Exercise material.
○ ○ ○ ○ ○ ○ ○
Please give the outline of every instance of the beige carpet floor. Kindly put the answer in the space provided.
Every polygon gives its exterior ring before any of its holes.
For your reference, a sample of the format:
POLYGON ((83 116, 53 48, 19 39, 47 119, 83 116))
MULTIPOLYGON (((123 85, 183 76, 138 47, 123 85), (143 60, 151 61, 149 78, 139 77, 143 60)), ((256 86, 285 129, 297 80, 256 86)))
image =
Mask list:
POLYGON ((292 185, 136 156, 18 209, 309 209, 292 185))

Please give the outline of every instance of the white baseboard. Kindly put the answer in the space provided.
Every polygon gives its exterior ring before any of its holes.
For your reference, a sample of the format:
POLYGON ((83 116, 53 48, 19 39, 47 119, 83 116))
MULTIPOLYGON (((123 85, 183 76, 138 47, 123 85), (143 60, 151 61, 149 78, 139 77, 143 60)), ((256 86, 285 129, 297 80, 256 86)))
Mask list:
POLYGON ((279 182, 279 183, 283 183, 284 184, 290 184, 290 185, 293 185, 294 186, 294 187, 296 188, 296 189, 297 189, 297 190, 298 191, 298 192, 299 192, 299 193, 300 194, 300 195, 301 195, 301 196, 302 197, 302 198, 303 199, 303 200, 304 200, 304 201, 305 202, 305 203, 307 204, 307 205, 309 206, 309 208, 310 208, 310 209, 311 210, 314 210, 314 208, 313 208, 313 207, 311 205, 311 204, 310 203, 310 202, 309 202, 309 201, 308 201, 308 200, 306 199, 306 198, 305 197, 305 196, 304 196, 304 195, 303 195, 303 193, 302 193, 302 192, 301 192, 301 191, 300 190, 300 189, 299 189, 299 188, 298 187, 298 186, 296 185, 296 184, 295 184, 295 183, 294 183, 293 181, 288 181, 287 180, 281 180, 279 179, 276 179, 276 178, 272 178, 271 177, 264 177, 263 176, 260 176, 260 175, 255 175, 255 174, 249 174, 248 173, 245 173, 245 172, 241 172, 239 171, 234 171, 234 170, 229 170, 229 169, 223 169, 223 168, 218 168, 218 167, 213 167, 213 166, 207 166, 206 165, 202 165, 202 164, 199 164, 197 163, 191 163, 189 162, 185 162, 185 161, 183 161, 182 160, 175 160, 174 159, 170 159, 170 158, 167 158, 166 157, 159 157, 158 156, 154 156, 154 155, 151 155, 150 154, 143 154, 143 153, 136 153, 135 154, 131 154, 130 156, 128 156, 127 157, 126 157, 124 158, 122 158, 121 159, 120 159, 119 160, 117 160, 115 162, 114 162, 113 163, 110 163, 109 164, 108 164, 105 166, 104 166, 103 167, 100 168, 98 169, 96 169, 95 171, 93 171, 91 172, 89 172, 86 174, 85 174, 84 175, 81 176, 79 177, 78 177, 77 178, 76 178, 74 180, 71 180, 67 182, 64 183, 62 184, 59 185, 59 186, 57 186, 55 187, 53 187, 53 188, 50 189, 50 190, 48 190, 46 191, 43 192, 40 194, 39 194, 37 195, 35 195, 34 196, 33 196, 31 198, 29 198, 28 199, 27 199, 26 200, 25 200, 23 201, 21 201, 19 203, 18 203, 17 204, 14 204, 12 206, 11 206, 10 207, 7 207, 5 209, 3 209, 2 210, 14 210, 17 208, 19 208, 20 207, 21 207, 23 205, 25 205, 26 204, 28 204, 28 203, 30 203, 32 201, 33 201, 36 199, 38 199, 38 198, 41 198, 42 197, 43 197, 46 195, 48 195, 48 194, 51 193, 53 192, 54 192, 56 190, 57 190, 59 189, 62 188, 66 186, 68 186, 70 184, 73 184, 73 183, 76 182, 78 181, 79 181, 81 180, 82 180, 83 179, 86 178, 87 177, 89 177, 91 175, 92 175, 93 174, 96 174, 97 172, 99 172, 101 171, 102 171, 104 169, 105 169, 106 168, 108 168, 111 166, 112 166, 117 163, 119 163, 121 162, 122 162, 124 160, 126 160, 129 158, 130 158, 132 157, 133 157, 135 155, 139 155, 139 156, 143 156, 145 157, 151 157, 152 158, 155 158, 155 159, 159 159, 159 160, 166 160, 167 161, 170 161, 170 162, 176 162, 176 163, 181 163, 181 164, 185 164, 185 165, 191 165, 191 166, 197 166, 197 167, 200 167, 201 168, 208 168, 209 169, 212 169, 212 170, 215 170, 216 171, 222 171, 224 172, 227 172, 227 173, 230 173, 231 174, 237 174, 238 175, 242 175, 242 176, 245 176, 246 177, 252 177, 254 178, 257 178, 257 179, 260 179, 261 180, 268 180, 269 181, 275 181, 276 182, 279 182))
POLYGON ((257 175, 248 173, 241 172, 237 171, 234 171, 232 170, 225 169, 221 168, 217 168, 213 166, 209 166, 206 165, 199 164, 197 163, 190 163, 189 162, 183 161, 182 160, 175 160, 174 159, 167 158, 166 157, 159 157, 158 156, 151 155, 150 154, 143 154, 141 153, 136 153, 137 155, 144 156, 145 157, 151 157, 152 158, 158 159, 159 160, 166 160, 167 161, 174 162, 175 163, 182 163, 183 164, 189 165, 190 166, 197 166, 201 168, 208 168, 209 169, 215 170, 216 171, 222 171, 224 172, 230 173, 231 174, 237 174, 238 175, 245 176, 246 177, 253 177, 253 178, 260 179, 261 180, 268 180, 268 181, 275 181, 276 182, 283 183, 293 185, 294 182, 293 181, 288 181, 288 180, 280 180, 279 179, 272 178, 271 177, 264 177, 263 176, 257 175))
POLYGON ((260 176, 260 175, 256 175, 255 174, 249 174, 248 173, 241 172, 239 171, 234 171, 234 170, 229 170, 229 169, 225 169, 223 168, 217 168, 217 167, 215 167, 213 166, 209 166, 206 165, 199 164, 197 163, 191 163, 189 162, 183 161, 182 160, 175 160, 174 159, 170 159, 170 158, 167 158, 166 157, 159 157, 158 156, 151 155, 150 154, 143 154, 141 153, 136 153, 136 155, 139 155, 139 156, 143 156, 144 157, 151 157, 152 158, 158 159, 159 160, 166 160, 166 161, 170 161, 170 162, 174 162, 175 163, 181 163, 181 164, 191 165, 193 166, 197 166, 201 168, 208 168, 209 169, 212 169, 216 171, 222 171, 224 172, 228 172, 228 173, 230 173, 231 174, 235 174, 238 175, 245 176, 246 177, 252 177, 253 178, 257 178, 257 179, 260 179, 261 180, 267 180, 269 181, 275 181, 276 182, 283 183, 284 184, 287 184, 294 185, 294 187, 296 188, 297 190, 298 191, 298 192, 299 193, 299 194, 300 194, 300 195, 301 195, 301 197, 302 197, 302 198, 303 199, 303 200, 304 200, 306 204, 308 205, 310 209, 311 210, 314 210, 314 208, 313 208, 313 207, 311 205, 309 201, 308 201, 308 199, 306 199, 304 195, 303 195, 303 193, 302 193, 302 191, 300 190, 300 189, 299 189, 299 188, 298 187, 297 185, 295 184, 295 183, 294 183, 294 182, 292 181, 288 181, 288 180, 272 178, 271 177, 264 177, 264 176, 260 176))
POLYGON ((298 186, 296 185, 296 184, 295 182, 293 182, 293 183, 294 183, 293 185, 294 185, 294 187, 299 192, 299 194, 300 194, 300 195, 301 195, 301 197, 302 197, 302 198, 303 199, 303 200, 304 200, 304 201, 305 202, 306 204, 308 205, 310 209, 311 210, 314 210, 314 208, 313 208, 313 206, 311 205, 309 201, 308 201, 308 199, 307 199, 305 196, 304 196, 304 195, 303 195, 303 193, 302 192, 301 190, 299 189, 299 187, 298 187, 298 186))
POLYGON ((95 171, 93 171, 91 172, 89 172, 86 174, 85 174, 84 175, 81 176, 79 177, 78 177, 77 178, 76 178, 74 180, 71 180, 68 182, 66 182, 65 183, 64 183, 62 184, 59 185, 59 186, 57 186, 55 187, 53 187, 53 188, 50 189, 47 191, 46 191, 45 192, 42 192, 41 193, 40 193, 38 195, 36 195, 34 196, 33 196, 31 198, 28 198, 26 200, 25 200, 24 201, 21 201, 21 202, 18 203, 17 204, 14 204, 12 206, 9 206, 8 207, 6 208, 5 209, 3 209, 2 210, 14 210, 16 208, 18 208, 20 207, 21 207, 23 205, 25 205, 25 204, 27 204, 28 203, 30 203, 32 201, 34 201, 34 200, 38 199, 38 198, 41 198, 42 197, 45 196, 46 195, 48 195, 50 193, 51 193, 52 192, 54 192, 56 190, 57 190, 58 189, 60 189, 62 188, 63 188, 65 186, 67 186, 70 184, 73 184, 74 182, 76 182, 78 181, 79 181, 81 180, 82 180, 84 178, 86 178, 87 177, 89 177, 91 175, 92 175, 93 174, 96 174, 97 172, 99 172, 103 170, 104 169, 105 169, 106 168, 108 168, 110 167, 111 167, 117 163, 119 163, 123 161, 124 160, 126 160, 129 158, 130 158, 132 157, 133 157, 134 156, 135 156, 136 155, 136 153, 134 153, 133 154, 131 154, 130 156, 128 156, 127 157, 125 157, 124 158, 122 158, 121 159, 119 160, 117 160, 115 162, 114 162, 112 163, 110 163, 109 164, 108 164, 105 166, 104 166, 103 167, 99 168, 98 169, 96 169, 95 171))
○ ○ ○ ○ ○ ○ ○
Task objective.
Reproduce everything from the start of the material down to and including the line containing "POLYGON ((292 185, 136", with "beige" replaced by "gray" and nothing else changed.

Answer to the problem.
Please give the outline of every instance of the gray carpet floor. Kindly put the answer in the space provided.
Every polygon gives its exterior ring before any of its holes.
For your reference, a sample of the format:
POLYGON ((83 116, 53 48, 19 39, 47 119, 83 116))
MULTIPOLYGON (((123 85, 183 76, 138 47, 123 85), (143 60, 151 61, 149 78, 139 77, 143 60)), ((256 86, 285 129, 297 80, 256 86)))
image =
Mask list:
POLYGON ((292 185, 136 156, 18 209, 309 209, 292 185))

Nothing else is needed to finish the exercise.